▸ **Task details**
Extract every line of the material that holds the string "dome".

▸ **Data for review**

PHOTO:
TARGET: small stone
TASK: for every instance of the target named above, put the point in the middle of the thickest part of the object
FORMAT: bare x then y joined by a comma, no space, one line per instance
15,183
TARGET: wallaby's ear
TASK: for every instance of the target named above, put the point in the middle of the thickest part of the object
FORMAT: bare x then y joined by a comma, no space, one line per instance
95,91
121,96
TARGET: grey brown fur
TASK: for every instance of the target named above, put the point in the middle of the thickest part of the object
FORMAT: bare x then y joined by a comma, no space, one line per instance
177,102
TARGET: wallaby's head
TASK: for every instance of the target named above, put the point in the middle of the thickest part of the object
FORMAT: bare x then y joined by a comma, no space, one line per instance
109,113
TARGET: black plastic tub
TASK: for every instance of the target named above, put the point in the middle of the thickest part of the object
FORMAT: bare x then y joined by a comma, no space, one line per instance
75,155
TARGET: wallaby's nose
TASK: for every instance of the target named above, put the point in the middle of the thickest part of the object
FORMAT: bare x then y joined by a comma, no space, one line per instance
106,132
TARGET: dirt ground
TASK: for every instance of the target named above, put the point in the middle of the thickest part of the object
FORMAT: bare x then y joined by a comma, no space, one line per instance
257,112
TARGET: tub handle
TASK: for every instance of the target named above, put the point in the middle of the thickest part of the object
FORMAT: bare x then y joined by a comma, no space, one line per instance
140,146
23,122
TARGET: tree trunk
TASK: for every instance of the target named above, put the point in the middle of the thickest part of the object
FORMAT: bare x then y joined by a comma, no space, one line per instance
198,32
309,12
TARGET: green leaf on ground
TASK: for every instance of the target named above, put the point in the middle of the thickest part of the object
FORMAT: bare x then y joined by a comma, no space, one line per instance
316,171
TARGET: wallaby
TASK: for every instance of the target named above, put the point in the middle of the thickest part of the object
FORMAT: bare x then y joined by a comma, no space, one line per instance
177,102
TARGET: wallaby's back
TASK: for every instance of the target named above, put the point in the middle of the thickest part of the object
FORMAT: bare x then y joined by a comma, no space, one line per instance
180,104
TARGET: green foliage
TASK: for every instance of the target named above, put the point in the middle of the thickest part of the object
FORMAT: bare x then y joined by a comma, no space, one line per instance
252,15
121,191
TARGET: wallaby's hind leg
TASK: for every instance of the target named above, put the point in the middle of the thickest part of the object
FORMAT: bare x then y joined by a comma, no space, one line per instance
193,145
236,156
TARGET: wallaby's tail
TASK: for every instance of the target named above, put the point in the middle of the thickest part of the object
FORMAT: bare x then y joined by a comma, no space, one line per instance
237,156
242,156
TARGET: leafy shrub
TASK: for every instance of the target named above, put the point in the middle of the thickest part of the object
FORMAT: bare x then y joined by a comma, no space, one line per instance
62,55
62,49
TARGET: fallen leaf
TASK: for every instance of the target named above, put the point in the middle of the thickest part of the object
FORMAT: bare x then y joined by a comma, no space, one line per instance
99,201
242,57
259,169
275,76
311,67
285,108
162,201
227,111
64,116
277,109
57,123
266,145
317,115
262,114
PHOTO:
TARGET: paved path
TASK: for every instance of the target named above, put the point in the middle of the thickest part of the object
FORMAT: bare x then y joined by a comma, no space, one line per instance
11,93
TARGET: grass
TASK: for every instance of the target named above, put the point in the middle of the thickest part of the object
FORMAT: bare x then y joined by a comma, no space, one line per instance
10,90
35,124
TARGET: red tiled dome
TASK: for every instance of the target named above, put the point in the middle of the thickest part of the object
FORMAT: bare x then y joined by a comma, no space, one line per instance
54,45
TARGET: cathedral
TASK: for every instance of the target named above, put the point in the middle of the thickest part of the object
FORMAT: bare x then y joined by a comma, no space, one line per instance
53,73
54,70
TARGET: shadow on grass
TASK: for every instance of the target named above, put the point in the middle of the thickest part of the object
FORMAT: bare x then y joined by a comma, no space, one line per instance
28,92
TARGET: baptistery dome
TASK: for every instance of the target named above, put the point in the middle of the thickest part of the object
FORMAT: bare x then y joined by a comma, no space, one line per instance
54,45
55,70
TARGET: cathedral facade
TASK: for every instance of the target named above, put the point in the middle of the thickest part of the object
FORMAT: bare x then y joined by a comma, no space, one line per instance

▸ **Answer to this task**
TARGET: red tiled dome
TARGET: baptistery dome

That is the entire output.